Les Ménapiens pensaient-ils aux Bretons ?






La plus grande faiblesse de la pensée contemporaine me paraît résider dans la surestimation extravagante du connu par rapport à ce qui reste à connaître.


André Breton


André Breton,
19 février 1896 -  28 septembre 1966.







Chers lecteurs, bonjour.


Nous sommes le 26 mars 2023, et nous entamons aujourd'hui l'étude des dérivés...
- revoyons le tableau chronologique d'apparition des langues indo-européennes -


 l'étude des dérivés... celtiques de notre jolie racine proto-indo-européenne…


*men-, « penser ».

(d'où cette citation sur la pensée en exergue)



Mais oui, cette petite racine incroyablement prolifique a aussi légué quelques beaux mots dans les langues celtiques.

Et c'est sans surprise Ranko Matasović,


armé de son Etymological Dictionary of Proto-Celtic,


qui va nous tracer le chemin.




Matasović relève trois étymons celtiques issus de notre belle *men-, « penser ».

Oui oui, trois !




Commençons par - voyons, voyons... - le premier :

l'étymon proto-celtique... *man-yo-« penser ; se souvenir... ».





Avant d'aller plus loin, dessinons rapidement, pour les petits nouveaux,


la structure et la composition du groupe des langues celtiques.
 
Nous y trouvons les langues celtiques...


continentales :

    • gaulois, celtibère, lépontique, galate…,
 
et puis, les langues celtiques...


insulaires :

    • gaéliques : irlandais, manxois, écossais,
    • brittoniques : breton, cambrien, cornique, gallois.


C'est bon, on peut y aller ?

Ce verbe proto-celtique reconstruit, *man-yo-, a le mérite d'expliquer
  • le vieil irlandais muinithir, -muinethar« penser ». 

vieil Irlandais pensif


Mais - disons-le tout de suite - il ne s'agit pas à proprement parler d'un verbe, mais plutôt d'un composant verbal
Oui, car il n'est pas attesté en tant que tel, mais toujours accompagné de l'un ou l'autre préverbe, pour alors, véritablement, former un verbe.

Les linguistes utilisent, pour bien exprimer la façon dont s'articulent les verbes en vieil irlandais, préverbe + verbe, un symbole typographique qui, à présent, dans un tout autre contexte, exprime tout aussi magnifiquement bien la bêtise, l'activisme borné, l'endoctrinement et l'inculture de ceux qui l'emploient : le point médian

taré·e·x, va.

§ Entrées d'étiquetage de position d'objets:
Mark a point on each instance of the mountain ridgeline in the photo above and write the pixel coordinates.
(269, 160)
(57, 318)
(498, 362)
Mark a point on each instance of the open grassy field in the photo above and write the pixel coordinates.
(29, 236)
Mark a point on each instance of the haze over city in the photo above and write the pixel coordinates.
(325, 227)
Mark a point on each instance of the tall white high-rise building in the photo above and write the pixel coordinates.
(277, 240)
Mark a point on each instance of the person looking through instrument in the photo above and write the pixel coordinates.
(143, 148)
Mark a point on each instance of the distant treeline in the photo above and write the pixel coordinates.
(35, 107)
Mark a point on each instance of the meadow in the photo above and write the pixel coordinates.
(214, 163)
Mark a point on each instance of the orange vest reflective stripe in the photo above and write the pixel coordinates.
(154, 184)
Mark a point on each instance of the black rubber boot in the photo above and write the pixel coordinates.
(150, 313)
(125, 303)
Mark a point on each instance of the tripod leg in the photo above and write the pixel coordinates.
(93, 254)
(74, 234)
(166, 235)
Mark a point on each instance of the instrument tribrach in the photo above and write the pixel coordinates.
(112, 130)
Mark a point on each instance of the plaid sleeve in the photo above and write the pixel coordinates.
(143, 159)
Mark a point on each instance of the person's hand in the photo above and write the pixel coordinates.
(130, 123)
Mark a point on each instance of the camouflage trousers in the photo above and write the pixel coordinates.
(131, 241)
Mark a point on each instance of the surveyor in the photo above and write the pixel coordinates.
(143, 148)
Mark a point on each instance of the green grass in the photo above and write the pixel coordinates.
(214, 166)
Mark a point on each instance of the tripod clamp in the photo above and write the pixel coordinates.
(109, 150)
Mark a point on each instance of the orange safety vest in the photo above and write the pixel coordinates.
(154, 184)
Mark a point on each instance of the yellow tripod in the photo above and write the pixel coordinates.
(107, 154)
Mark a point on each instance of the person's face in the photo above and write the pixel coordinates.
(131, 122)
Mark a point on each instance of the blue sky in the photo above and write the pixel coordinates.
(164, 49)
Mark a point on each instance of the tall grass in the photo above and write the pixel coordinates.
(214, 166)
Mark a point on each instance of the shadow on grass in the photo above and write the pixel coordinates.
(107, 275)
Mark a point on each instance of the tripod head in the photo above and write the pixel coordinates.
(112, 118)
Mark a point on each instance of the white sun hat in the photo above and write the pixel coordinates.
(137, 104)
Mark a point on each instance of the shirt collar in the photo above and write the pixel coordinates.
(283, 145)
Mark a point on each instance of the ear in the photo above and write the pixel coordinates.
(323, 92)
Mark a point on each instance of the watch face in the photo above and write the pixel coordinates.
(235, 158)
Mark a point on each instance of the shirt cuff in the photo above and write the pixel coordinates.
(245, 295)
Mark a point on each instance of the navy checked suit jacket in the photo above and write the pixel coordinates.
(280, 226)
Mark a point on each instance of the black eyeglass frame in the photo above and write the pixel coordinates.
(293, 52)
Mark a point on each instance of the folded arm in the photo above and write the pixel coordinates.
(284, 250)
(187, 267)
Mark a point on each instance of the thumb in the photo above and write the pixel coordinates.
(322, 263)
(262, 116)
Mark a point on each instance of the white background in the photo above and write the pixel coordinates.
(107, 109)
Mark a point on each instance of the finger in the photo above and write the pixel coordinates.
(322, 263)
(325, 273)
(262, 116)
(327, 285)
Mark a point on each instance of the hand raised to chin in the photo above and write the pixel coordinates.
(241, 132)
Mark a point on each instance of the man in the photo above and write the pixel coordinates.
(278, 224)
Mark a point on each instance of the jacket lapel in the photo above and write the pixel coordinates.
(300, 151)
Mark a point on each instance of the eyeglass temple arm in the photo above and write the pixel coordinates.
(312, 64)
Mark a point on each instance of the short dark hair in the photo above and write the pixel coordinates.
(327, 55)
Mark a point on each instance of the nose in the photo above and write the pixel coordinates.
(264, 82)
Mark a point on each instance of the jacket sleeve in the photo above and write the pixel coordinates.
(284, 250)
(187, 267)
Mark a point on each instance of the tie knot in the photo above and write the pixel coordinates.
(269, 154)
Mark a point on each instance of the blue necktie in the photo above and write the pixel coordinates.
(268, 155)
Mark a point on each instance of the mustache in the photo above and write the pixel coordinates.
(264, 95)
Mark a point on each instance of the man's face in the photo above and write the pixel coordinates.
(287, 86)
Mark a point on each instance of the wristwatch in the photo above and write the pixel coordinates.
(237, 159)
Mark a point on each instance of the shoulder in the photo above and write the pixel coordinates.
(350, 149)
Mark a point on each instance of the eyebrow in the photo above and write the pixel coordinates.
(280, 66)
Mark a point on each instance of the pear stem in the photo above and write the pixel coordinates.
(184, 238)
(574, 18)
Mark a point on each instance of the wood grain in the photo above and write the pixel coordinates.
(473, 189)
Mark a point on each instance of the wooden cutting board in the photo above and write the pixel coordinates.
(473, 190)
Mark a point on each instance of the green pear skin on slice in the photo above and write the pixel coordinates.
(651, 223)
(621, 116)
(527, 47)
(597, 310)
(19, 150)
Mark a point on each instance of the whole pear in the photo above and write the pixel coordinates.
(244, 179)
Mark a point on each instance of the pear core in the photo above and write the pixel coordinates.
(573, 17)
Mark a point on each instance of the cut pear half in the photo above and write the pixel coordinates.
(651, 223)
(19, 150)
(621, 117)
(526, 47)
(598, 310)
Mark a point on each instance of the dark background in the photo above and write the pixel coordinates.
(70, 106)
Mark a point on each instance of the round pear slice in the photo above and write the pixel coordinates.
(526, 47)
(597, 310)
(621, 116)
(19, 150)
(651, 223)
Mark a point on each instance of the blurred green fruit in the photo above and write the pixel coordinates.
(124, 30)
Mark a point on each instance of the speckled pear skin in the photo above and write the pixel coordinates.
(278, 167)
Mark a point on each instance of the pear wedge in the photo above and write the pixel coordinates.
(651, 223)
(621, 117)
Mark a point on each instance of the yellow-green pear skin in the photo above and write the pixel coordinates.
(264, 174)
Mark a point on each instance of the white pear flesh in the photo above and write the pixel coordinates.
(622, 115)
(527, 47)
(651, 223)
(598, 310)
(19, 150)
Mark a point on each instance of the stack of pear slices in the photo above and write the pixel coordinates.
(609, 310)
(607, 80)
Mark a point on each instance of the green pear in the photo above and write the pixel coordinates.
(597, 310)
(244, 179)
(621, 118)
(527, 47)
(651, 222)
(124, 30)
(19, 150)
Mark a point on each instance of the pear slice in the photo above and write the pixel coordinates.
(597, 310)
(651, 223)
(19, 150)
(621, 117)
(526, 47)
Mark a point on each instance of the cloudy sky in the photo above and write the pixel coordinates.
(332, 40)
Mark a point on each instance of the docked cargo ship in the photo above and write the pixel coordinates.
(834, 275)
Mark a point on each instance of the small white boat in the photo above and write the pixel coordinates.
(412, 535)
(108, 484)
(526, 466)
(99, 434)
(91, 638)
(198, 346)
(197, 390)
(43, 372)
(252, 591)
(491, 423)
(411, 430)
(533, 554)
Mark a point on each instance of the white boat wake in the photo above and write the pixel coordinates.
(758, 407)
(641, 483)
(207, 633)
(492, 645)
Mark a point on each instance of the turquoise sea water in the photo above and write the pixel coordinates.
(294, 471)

§ Consigne écrite 1:
Quelles langues l'extrait cité classe-t-il parmi les langues brittoniques ? Donnez-les toutes.
§ Consigne écrite 2:
Dans les enregistrements, recopiez à l'identique la partie qui commence à la ligne contenant « Mark a point on each instance of the turquoise » et se termine à la fin des enregistrements, ces deux bornes comprises.

§ Résultat correct 1:
Breton, cambrien, cornique, gallois.

§ Résultat correct 2:
Mark a point on each instance of the turquoise sea water in the photo above and write the pixel coordinates.
(294, 471)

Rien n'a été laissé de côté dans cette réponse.